┌─ Testo da analizzare
Cronaca

Parma, 'disfatta' annunciata Durissimo risveglio per una terra di confine

Un problema, quello dell’inadeguatezza della linea ferroviaria Brescia Parma, che preoccupa almeno quanto il ponte. La chiusura, ormai è pressoché certezza, si protrarrà a lungo ed è difficile pensare che i treni possano sopperire al resto.

CASALMAGGIORE – Terra di confine, terra dimenticata. La riunione del Consiglio Provinciale di ieri a Parma ha spento molte delle speranze per il casalasco ed il parmense di trovare soluzioni rapide all’emergenza trasporti venutasi a creare con la chiusura del ponte Po. Lesioni alle travi più gravi del previsto, linea ferroviaria vecchia (a binario unico non elettrificato) e difficilmente aggiornabile con nuovi mezzi e nuove carrozze.

La disamina del consiglio provinciale parmense ha messo a nudo un problema vecchio e conosciuto, ma non per questo affrontato mai né a livello Regionale ne a livello nazionale. Un problema, quello dell’inadeguatezza della linea ferroviaria Brescia Parma, che preoccupa almeno quanto il ponte. Il perché è presto detto: la chiusura, ormai è pressoché certezza, si protrarrà a lungo ed è difficile pensare che i treni possano sopperire al resto. Difficile pensare ad un servizio integrato che possa fungere da palliativo alla chiusura dell’infrastruttura, 14 mila mezzi al giorno di cui 2000 mezzi adibiti al trasporto pesante.
└─
┌─ Dati forniti
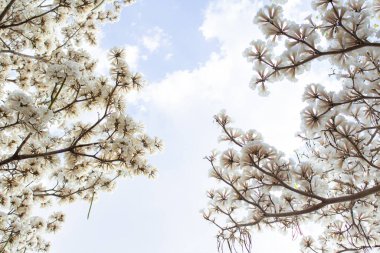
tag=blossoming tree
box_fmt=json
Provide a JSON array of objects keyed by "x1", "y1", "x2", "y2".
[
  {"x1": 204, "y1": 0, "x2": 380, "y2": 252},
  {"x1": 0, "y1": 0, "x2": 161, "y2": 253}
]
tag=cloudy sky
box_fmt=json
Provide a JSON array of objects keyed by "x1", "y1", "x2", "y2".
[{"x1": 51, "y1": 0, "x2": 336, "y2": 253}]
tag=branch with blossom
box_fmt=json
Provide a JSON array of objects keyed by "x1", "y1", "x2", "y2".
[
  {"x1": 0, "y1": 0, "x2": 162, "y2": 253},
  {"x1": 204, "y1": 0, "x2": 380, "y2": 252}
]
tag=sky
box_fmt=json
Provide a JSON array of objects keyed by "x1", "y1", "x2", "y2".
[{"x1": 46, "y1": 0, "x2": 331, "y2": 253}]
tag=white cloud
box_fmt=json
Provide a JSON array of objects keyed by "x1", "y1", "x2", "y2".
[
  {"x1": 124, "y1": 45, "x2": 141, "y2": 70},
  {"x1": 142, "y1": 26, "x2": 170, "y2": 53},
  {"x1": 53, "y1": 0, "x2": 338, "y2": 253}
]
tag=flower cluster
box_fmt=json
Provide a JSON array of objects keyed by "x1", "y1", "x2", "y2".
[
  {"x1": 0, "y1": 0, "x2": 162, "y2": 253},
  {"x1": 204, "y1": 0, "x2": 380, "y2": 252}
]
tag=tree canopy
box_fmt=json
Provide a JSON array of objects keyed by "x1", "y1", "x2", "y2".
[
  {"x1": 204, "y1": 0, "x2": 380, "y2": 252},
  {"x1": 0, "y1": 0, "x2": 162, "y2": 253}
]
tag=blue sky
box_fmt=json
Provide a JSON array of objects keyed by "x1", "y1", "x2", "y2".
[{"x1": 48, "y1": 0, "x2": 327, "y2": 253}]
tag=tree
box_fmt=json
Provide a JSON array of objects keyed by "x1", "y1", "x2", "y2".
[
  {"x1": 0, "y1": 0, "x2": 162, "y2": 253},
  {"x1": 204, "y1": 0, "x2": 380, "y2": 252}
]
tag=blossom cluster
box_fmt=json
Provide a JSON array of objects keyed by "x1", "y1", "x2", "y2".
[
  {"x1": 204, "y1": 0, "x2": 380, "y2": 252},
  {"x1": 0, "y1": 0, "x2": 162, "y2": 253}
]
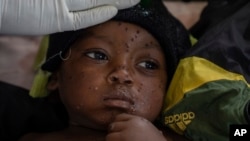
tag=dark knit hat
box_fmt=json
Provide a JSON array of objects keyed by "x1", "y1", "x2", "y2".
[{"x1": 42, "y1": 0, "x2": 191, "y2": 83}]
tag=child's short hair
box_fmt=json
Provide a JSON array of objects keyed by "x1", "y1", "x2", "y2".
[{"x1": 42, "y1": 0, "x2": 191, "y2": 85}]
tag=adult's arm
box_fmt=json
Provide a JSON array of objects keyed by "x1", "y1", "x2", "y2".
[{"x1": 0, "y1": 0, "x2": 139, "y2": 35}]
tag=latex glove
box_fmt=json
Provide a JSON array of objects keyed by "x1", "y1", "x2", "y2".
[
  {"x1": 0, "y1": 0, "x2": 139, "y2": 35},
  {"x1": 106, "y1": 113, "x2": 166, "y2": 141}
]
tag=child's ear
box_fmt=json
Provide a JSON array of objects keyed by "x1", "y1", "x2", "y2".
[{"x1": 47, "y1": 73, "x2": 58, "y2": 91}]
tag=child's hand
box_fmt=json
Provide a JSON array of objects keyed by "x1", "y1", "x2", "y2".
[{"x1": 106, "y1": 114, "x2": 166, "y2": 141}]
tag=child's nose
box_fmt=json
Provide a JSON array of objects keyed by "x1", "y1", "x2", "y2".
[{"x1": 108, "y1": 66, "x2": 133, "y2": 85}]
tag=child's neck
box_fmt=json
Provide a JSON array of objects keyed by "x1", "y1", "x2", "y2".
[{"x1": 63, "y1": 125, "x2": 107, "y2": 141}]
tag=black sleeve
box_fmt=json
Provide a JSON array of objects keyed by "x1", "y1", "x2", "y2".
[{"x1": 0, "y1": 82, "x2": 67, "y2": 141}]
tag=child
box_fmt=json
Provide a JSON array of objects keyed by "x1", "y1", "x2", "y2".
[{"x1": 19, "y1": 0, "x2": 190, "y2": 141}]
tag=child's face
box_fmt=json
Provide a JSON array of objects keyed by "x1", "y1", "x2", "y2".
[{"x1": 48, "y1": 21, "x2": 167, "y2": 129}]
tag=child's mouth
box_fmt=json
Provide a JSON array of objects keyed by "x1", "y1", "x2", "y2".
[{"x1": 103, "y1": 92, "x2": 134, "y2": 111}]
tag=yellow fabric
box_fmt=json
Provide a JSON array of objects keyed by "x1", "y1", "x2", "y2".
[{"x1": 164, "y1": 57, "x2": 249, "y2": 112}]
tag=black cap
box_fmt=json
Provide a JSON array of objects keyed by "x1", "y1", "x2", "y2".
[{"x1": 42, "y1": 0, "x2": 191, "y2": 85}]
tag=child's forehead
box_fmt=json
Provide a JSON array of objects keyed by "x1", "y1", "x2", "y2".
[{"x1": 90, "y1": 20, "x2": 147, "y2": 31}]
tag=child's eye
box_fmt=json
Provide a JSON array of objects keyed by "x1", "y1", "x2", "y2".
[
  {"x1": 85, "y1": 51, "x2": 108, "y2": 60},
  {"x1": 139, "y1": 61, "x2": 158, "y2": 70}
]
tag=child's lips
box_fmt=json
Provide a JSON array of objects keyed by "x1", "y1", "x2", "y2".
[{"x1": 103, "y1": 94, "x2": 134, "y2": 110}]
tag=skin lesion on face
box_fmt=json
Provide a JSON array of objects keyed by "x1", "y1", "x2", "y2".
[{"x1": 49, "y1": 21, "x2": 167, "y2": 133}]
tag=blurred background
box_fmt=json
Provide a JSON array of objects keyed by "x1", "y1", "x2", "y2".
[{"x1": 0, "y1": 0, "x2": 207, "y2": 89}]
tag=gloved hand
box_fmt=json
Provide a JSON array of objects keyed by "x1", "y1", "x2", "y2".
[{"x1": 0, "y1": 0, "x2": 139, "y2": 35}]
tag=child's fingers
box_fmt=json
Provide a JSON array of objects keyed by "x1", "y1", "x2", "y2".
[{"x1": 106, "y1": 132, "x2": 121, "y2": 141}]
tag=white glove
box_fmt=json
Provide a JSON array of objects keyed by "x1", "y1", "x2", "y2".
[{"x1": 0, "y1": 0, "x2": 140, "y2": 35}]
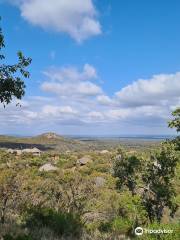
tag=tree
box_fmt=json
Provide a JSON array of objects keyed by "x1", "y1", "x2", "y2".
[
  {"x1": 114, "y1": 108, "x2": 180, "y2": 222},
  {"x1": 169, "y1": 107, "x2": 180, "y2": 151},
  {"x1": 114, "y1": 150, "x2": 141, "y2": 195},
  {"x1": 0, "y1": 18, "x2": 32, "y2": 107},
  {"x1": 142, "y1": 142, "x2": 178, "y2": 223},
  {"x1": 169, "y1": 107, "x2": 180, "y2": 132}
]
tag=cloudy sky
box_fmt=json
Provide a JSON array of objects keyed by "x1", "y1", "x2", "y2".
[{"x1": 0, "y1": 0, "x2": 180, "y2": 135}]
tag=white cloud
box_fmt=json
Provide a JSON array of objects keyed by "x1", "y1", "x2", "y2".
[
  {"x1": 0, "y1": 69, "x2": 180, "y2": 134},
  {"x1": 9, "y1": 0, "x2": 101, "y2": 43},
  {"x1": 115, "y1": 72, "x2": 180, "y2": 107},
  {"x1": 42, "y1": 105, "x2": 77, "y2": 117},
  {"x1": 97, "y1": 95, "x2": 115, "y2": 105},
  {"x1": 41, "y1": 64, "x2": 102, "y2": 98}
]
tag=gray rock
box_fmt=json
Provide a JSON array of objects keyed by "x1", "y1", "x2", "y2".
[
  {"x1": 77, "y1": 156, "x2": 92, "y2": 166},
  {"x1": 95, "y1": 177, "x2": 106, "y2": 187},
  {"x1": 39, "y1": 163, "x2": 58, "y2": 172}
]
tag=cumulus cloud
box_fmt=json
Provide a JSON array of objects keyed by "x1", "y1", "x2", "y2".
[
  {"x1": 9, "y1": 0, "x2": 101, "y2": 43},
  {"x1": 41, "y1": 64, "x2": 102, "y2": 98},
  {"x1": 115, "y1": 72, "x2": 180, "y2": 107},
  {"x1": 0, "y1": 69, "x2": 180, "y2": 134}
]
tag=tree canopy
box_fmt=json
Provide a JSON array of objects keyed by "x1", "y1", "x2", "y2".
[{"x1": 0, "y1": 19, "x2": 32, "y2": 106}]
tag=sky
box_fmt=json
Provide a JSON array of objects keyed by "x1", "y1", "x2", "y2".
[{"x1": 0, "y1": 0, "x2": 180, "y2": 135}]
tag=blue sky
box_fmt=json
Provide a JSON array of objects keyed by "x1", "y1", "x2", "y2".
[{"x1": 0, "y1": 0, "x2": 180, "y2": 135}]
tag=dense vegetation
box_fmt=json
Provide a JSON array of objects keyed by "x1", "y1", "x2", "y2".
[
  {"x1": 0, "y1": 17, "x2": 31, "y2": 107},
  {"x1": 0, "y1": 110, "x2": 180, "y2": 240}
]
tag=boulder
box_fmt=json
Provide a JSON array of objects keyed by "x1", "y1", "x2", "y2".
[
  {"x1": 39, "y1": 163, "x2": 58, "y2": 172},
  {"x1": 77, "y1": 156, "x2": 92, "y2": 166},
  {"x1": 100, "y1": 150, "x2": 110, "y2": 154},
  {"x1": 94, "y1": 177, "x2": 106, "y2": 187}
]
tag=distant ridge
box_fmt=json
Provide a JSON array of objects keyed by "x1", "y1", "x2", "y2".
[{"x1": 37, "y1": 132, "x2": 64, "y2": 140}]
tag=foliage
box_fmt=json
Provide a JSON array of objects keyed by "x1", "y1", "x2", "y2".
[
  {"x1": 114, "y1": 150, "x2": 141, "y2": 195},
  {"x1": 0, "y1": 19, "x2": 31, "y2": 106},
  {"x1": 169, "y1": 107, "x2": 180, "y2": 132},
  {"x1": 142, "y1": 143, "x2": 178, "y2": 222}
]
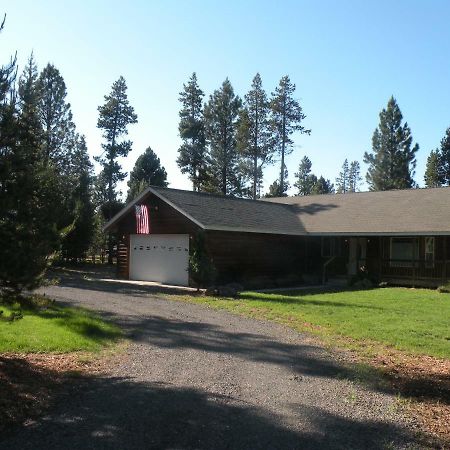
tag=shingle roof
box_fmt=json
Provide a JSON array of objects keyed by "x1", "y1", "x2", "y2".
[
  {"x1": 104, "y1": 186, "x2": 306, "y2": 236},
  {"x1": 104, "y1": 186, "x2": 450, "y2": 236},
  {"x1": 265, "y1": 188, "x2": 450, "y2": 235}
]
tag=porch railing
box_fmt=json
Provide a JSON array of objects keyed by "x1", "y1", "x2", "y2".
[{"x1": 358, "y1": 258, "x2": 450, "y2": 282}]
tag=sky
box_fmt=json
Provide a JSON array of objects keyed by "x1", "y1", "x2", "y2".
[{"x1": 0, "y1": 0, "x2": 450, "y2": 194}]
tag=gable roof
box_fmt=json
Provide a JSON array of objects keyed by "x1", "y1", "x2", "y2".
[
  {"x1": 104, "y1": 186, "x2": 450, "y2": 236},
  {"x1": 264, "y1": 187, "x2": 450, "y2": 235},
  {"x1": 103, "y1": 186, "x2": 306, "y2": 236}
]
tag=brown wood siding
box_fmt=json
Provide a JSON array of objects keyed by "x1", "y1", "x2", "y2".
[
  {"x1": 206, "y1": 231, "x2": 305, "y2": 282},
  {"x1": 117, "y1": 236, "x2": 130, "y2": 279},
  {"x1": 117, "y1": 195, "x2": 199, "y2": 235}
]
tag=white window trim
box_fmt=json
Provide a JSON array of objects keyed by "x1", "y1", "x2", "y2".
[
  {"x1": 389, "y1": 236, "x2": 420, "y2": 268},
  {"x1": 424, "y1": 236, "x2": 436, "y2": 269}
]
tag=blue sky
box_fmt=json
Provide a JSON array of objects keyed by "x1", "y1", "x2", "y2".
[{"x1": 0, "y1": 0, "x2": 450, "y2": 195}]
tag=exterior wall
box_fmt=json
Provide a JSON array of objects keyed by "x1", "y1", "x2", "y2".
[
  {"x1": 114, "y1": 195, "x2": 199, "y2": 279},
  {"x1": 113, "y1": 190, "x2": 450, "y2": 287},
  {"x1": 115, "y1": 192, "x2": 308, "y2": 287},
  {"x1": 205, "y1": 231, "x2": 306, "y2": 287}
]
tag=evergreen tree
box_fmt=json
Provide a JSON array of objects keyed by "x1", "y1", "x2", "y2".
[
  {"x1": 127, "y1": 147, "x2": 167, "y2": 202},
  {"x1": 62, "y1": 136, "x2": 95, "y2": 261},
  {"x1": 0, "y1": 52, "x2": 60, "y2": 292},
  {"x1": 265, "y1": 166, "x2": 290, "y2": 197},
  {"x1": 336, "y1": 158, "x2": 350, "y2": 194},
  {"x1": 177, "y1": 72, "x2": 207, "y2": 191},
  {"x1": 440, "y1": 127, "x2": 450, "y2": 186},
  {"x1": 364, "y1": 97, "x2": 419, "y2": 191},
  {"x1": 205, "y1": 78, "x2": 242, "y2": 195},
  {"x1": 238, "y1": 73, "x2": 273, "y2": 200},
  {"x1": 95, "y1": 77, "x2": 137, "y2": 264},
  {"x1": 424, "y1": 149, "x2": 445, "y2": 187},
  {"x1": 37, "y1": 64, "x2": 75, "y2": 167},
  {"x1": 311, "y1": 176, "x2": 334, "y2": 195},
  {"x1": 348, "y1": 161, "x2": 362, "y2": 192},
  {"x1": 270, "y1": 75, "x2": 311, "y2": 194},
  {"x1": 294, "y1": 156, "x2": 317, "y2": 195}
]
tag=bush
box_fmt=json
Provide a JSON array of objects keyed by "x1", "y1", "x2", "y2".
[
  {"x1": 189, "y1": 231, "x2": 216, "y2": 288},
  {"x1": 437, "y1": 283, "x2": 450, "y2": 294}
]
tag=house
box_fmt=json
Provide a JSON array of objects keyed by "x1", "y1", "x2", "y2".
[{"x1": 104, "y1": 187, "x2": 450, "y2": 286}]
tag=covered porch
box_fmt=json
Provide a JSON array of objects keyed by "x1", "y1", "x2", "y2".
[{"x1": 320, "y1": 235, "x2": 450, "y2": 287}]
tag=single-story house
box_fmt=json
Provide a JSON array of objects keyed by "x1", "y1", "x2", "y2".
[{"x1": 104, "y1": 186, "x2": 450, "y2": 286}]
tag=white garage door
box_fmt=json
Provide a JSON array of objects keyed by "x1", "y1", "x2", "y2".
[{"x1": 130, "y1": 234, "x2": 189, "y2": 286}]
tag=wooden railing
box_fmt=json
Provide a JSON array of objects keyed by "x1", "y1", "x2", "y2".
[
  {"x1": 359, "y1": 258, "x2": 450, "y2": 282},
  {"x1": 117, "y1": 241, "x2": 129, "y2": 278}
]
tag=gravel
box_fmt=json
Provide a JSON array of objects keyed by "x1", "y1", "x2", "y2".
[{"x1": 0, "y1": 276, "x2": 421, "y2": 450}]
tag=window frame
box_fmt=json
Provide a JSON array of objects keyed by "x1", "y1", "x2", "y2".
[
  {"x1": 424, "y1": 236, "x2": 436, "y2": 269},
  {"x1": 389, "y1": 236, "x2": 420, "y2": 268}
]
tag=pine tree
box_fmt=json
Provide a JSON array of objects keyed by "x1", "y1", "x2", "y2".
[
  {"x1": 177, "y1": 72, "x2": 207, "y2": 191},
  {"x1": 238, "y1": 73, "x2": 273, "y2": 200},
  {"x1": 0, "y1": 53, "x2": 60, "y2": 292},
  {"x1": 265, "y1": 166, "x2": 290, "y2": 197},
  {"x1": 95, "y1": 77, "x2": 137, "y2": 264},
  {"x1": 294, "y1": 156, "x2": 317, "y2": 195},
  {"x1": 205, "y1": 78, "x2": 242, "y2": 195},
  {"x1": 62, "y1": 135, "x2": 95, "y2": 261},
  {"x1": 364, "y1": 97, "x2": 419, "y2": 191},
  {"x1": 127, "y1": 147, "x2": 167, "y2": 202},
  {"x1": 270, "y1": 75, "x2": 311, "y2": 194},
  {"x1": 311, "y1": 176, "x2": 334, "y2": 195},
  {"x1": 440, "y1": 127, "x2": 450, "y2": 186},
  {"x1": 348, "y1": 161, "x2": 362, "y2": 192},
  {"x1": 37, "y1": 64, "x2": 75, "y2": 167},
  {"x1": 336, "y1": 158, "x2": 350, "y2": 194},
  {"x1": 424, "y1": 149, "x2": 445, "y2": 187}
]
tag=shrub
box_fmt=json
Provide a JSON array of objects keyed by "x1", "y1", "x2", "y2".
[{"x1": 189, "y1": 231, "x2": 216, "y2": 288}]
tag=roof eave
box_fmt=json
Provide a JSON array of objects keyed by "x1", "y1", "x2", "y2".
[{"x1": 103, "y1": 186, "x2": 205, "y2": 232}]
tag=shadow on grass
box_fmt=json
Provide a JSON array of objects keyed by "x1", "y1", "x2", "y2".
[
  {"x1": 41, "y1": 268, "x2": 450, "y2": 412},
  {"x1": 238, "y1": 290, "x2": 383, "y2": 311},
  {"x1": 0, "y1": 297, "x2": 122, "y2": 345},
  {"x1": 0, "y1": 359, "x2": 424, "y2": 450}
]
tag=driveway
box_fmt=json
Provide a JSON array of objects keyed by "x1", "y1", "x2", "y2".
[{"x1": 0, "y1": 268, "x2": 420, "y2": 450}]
└─
Elenco dei compiti:
1 – Trascrivi fedelmente, dall'articolo sulla chiusura del ponte sul Po, tutto il tratto che va da "La disamina del" fino a "al trasporto pesante.".
2 – Prosegui l'articolo sulla chiusura del ponte sul Po, cominciando subito dopo l'ultima frase riportata.

Risposte ai compiti:
1 –
La disamina del consiglio provinciale parmense ha messo a nudo un problema vecchio e conosciuto, ma non per questo affrontato mai né a livello Regionale ne a livello nazionale. Un problema, quello dell’inadeguatezza della linea ferroviaria Brescia Parma, che preoccupa almeno quanto il ponte. Il perché è presto detto: la chiusura, ormai è pressoché certezza, si protrarrà a lungo ed è difficile pensare che i treni possano sopperire al resto. Difficile pensare ad un servizio integrato che possa fungere da palliativo alla chiusura dell’infrastruttura, 14 mila mezzi al giorno di cui 2000 mezzi adibiti al trasporto pesante.

2 –
I problemi sono davvero tanti. E non di semplice soluzione. E non basterà qualche vagone e qualche treno in più – ammesso che lo si trovi in qualche deposito o lo si prenda da qualche altra vecchia linea – perché poi, arrivati alla stazione più vicina, si dovrà comunque trovare un modo per arrivare in fabbrica, o in qualunque altro luogo dove si deve andare. Certo, anche quello servirà. Ma è poco, troppo poco.

La situazione è ‘tragica’ per tanti. 350 (320 domenica più i dati arrivati ieri della San polo Lamiere) quelli censiti in una giornata solo da CNC in piazza Garibaldi. Ma sono solo parte del pendolarismo locale. Quella che ha esposto i problemi in attesa che si possa trovare una soluzione.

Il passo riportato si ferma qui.